[START RECORDS FOR PROCESSING]

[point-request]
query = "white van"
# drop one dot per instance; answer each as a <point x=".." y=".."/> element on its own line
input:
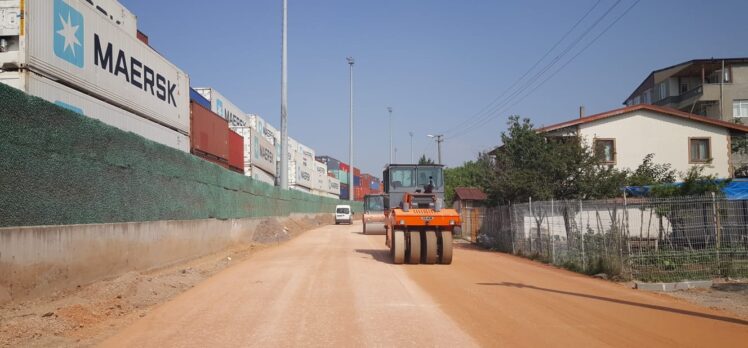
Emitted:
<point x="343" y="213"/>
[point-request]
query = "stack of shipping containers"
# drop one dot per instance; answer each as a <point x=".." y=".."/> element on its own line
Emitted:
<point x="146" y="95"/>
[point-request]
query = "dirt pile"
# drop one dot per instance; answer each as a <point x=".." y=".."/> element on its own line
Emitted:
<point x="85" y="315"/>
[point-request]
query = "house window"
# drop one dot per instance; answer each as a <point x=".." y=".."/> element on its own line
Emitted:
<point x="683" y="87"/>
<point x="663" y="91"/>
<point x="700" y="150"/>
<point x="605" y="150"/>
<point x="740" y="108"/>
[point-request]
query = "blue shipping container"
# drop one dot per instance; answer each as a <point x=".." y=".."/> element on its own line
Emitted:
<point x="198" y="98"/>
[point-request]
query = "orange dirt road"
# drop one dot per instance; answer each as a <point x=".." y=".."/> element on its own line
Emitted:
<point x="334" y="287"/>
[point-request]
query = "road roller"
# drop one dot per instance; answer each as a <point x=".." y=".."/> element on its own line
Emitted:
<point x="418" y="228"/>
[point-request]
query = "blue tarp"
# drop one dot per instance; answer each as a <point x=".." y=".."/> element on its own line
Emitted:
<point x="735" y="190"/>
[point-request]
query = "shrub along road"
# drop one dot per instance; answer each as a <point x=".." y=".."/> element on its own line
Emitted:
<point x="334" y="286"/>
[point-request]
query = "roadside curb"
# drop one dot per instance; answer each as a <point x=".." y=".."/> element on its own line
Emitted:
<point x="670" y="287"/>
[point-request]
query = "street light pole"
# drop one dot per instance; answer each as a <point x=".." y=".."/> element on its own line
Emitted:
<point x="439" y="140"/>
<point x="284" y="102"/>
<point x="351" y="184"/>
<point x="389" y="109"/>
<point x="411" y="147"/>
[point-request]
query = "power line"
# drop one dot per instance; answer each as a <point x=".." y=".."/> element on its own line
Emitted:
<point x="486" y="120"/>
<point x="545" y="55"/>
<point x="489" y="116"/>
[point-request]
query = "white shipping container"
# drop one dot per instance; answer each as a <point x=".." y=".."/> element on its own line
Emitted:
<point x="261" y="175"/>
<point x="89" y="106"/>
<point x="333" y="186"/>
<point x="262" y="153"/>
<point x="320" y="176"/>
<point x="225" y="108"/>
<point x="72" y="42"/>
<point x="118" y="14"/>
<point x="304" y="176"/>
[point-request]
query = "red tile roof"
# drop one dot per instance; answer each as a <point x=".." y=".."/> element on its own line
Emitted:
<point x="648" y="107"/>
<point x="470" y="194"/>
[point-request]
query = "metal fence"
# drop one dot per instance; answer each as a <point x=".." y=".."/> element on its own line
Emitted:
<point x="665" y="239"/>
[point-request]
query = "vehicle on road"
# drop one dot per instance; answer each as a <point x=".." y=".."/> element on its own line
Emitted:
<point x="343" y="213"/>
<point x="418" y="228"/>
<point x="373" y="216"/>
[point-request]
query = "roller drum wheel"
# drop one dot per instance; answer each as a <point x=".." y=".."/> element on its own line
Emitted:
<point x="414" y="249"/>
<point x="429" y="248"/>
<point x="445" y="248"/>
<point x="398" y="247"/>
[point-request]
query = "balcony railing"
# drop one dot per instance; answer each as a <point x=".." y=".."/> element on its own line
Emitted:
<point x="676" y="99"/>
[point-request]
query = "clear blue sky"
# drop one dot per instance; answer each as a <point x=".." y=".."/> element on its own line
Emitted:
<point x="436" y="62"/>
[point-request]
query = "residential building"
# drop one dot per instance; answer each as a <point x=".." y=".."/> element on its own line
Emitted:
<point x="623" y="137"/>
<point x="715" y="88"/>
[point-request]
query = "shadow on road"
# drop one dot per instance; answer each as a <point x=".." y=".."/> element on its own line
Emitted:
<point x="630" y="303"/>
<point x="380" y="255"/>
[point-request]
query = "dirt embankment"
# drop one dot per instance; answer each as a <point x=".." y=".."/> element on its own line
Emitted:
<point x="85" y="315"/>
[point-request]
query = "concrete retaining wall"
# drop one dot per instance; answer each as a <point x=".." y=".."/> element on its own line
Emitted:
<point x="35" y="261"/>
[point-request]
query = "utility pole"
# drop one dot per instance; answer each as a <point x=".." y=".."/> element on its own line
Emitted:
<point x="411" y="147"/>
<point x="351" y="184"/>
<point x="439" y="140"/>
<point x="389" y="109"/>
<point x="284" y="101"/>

[END RECORDS FOR PROCESSING]

DIRECTIONS
Using the material above, retype each entry exactly and omit the pictures.

RESPONSE TO THE TASK
[point-request]
query = "white van"
# drop one dot per instance; answer each as a <point x=".." y=".."/> element on its own line
input:
Emitted:
<point x="343" y="213"/>
[point-request]
query = "stack of shipping containers"
# drop one dot per instance; answer each as a <point x=".." y=".."/> element on its own line
Emitted:
<point x="146" y="95"/>
[point-request]
query = "dirt pile"
# drop one dot per instance; answer each as a <point x=".." y=".."/> element on its own line
Emitted:
<point x="85" y="315"/>
[point-request]
query = "house window"
# drop one dot per instance; answer each as a <point x=".." y=".."/> element on its own line
Emitted:
<point x="683" y="87"/>
<point x="663" y="91"/>
<point x="700" y="150"/>
<point x="605" y="150"/>
<point x="740" y="108"/>
[point-request]
query = "blue shipping container"
# drop one dot per instance; answer each as a <point x=".." y=".."/> element on its own line
Emitted:
<point x="198" y="98"/>
[point-request]
query = "orange dirt road"
# drop one dot per instance; answer each as a <point x=".." y=".."/> element on its own line
Emitted:
<point x="334" y="287"/>
[point-request]
query = "road roller"
# drop one dot per instance; answer each as a <point x=".." y=".."/> element on its own line
Emitted:
<point x="418" y="228"/>
[point-request]
query = "blue tarp"
# drop one dot per instance; answer each as a <point x=".." y=".."/> element on its own line
Emitted:
<point x="735" y="190"/>
[point-request]
query = "shrub along road"
# drop one dot per instance; answer each as a <point x=".." y=".."/> element on its own line
Emitted:
<point x="334" y="286"/>
[point-request]
query = "roadside curb"
# drop one dot per instance; answer each as a <point x=".." y=".."/> element on its own line
Emitted:
<point x="670" y="287"/>
[point-request]
query = "street light pole"
# drop one dot per instance; answer each as a <point x=".." y=".."/> element on its own line
Emitted:
<point x="439" y="140"/>
<point x="284" y="102"/>
<point x="351" y="184"/>
<point x="389" y="109"/>
<point x="411" y="147"/>
[point-request]
query = "power line"
# drop one dot per instance; answer each as a <point x=".." y=".."/> element on its own line
Emitted:
<point x="486" y="120"/>
<point x="545" y="55"/>
<point x="489" y="116"/>
[point-request]
query = "white shipping container"
# drop one dot per instance; answer each as a <point x=".." y=".."/> element on its own line
Emitted:
<point x="261" y="175"/>
<point x="89" y="106"/>
<point x="333" y="186"/>
<point x="262" y="153"/>
<point x="320" y="176"/>
<point x="225" y="108"/>
<point x="72" y="42"/>
<point x="118" y="14"/>
<point x="304" y="176"/>
[point-request]
query = "red tile roof"
# drop one dot per instance; answer each as a <point x=".." y=".."/> element on its own line
Emitted:
<point x="648" y="107"/>
<point x="470" y="194"/>
[point-request]
query = "metal fence"
# drop one dot per instance; answer each as a <point x=".." y=".."/> element on its own line
Emitted:
<point x="665" y="239"/>
[point-request]
query = "vehicle on road"
# drop one dot per instance; answer each as a <point x=".." y=".."/> element on its own line
Emitted:
<point x="343" y="213"/>
<point x="418" y="228"/>
<point x="373" y="216"/>
[point-request]
query = "roller drum wheel"
# drop one dot per instance; answer each as a <point x=".." y=".."/> element on its own line
Emitted:
<point x="414" y="249"/>
<point x="429" y="248"/>
<point x="445" y="248"/>
<point x="398" y="247"/>
[point-request]
query = "balcony railing"
# drop one dot per instance; answer each as a <point x=".." y=".."/> element on its own line
Emitted:
<point x="676" y="99"/>
[point-request]
query = "clear blue sky"
# drop one dot per instance; answer each as a <point x=".." y=".."/> element on its own line
Emitted:
<point x="436" y="62"/>
[point-request]
query = "residential building"
# drop one dot per instance; answer each as a <point x=".." y=".."/> element on its own line
Emitted:
<point x="623" y="137"/>
<point x="715" y="88"/>
[point-request]
query = "shadow on road"
# drop one dot per instance; answer each as a <point x=".." y=".."/> element on its own line
Emitted:
<point x="630" y="303"/>
<point x="380" y="255"/>
[point-request]
query = "dirt embankment"
# drop one dot per instance; answer each as a <point x=".." y=".."/> element on its own line
Emitted:
<point x="85" y="315"/>
[point-request]
query = "concrete retaining wall"
# drop one dot per instance; answer each as a <point x=".." y=".."/> element on its own line
Emitted:
<point x="35" y="261"/>
[point-request]
query = "utility pole"
# drop one dot per instance; answer each as a <point x=".." y=".."/> element on its own line
Emitted:
<point x="411" y="147"/>
<point x="351" y="184"/>
<point x="439" y="140"/>
<point x="389" y="109"/>
<point x="284" y="101"/>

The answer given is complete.